# About this exercise
Look through the records below, and copy out every line that holds the string "corner".

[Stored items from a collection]
□ □ □ □ □
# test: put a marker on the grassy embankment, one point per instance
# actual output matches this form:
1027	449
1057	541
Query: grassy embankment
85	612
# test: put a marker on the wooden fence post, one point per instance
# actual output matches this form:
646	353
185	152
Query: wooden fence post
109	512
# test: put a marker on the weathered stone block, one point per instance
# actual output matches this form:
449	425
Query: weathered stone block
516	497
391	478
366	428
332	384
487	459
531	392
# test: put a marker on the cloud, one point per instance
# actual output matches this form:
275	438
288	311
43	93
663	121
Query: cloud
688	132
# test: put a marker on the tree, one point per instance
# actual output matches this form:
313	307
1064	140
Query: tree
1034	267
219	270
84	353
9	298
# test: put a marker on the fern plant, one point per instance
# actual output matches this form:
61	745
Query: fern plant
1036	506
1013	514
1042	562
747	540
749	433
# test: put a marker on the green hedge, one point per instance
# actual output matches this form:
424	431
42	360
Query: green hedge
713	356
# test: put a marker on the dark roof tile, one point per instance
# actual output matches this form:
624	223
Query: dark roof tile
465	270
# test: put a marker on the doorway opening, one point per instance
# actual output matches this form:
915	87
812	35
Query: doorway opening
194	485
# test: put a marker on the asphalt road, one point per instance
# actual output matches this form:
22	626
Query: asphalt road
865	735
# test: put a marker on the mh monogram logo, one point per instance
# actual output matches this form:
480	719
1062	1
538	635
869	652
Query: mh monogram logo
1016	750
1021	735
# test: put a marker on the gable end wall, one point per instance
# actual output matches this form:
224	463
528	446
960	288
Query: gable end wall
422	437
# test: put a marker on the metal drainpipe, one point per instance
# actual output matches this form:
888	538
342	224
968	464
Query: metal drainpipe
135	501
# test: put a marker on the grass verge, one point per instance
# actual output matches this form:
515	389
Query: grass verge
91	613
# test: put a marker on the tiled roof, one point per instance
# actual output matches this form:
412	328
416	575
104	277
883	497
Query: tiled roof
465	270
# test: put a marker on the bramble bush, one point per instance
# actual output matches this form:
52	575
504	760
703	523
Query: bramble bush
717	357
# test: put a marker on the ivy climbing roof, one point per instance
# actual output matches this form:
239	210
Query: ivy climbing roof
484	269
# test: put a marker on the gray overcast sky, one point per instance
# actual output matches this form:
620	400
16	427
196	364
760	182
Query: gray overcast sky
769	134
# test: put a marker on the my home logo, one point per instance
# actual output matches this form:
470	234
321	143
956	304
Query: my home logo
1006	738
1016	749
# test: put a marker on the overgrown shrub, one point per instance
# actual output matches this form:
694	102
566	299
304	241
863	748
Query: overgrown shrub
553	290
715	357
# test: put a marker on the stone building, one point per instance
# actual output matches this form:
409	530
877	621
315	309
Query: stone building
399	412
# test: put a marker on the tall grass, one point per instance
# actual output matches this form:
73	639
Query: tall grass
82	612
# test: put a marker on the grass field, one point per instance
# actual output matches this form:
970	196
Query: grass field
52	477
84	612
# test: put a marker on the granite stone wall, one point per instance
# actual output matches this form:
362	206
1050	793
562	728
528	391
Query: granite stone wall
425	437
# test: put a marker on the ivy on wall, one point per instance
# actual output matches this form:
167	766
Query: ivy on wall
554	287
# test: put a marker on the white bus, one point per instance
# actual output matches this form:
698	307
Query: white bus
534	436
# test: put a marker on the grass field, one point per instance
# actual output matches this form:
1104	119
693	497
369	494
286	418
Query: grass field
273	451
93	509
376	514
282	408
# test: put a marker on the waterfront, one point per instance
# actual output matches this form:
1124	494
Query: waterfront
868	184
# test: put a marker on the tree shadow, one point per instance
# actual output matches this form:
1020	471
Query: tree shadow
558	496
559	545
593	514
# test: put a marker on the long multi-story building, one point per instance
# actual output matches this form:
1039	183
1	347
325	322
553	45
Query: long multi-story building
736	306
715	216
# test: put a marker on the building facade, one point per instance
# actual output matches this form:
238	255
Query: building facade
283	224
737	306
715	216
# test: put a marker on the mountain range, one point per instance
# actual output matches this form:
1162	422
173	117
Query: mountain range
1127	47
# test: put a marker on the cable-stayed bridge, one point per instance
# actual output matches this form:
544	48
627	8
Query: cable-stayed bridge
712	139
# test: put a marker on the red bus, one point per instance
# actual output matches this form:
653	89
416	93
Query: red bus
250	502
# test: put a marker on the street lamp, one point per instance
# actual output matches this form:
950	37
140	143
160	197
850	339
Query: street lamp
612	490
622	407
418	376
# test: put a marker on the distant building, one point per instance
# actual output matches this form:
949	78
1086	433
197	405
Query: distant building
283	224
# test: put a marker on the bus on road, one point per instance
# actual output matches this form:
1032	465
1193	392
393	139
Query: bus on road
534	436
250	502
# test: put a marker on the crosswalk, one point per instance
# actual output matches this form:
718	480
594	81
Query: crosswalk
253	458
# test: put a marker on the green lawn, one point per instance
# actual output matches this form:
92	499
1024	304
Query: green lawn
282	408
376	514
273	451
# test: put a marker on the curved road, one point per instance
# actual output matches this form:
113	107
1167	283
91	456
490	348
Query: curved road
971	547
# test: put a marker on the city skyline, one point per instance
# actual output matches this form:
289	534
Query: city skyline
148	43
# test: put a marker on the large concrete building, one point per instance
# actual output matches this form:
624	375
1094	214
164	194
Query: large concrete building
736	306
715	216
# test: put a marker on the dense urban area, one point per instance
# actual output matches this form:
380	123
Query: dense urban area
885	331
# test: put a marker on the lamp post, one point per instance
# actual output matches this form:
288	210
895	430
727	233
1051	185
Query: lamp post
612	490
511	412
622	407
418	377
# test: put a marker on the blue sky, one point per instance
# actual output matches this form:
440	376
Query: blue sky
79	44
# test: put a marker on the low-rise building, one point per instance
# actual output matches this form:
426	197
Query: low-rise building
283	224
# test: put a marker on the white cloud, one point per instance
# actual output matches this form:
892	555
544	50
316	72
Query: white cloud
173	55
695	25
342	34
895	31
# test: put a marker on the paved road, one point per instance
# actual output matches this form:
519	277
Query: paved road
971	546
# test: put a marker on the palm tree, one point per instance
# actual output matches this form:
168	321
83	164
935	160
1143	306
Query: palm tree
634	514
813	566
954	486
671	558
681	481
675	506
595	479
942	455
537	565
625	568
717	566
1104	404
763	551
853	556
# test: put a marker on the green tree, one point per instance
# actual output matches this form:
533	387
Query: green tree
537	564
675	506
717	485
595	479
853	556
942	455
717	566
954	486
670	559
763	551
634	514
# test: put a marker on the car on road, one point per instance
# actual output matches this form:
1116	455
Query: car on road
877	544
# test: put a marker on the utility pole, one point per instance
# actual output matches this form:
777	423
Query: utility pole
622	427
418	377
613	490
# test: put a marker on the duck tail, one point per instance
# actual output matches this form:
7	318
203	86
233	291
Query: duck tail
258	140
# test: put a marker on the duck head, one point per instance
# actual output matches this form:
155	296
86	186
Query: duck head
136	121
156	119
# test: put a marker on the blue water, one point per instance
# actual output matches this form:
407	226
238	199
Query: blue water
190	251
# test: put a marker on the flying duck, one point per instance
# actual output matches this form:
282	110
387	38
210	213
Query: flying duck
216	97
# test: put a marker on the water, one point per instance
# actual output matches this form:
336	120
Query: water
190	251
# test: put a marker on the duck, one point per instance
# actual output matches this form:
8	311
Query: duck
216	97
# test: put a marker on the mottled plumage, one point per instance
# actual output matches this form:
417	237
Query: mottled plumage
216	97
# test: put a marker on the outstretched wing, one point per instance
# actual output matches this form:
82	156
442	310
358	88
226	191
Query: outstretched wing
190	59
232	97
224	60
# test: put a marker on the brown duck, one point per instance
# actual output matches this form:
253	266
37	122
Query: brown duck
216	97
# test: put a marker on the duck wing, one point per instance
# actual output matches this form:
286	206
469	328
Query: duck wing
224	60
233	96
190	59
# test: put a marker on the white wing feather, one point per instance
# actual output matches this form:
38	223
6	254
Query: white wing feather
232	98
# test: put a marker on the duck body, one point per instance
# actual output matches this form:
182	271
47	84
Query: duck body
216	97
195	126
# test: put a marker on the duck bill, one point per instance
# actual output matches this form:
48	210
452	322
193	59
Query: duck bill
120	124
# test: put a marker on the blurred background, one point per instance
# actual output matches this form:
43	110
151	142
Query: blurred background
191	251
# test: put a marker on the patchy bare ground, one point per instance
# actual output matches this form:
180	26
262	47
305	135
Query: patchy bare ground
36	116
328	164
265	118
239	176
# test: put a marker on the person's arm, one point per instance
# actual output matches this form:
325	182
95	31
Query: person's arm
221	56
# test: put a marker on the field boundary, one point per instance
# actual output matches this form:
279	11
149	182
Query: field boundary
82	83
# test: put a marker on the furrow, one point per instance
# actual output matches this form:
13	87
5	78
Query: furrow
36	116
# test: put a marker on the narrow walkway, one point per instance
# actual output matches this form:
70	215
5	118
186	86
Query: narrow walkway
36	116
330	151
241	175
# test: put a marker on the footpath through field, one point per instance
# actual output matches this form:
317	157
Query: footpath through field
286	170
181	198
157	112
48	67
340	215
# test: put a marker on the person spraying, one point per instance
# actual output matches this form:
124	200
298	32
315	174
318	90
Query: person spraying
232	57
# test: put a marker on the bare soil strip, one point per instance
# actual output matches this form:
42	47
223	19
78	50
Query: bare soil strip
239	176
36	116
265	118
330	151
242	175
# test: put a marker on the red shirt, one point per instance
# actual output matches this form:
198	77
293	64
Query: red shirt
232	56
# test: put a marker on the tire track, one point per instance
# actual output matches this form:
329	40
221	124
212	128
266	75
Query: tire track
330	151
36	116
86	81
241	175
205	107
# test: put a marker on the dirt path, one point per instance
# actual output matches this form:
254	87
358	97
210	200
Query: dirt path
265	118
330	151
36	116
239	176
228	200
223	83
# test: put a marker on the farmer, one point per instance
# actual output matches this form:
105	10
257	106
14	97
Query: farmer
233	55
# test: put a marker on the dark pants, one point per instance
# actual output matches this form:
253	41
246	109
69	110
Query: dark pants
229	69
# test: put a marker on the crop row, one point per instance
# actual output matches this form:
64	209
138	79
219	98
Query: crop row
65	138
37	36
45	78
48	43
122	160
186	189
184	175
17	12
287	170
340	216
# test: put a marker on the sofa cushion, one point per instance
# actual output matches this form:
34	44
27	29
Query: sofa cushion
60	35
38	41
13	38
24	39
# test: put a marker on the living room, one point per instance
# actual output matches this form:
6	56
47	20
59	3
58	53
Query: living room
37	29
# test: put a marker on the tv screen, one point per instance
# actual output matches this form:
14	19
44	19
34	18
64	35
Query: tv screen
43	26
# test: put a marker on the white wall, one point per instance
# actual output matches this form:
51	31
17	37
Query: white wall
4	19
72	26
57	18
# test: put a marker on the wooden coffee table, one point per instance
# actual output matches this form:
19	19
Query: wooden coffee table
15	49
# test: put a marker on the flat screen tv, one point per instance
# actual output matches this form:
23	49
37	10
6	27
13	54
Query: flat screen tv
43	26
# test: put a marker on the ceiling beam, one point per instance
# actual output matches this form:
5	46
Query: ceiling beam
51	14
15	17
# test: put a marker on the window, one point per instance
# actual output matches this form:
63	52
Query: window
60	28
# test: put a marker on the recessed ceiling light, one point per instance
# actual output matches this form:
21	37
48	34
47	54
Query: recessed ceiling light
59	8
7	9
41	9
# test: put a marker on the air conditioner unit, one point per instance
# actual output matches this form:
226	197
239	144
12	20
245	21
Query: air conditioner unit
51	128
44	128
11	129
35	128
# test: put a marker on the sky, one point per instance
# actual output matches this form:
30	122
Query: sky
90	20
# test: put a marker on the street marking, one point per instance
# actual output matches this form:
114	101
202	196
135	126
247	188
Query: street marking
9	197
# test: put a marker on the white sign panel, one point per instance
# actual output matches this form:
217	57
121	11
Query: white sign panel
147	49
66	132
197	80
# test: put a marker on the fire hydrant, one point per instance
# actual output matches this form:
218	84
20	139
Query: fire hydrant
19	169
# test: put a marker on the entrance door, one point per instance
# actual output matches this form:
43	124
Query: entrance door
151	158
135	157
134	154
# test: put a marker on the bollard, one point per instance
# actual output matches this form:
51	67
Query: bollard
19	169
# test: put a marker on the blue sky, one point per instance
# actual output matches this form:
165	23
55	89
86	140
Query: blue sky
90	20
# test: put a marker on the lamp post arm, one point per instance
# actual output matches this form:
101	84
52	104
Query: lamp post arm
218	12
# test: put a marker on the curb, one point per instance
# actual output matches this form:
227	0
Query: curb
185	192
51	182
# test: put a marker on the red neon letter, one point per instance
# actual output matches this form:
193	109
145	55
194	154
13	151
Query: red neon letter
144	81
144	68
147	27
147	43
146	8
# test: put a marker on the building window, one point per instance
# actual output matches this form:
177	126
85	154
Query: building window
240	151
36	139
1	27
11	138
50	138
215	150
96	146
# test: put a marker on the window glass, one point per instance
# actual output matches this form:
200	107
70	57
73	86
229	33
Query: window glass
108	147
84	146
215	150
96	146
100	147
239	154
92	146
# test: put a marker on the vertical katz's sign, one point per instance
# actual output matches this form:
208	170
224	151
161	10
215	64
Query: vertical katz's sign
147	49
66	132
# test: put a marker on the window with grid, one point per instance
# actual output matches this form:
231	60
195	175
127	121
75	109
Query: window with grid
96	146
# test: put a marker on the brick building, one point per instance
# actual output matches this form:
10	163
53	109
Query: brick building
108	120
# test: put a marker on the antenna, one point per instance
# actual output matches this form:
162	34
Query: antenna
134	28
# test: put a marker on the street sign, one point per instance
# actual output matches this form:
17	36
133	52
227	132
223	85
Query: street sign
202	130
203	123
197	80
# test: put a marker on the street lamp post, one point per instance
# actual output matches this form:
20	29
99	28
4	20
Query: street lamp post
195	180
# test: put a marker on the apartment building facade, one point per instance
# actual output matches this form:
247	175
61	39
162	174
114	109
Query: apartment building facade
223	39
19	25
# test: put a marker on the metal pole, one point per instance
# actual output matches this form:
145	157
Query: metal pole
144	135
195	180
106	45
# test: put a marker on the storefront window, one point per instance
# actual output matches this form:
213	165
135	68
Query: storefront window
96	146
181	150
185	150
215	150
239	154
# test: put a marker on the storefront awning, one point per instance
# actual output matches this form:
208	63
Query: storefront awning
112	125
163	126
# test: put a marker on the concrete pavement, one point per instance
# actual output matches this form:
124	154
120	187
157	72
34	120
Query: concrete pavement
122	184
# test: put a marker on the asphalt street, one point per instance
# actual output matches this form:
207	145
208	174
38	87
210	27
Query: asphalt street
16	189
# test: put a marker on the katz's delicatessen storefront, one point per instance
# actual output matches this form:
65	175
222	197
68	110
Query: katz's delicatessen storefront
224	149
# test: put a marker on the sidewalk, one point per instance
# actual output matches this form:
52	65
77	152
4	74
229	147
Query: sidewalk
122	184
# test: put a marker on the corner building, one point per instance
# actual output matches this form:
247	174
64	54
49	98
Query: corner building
□ □ □ □ □
# Solution for this task
# test: put a marker on the corner building, one point per instance
Query: corner building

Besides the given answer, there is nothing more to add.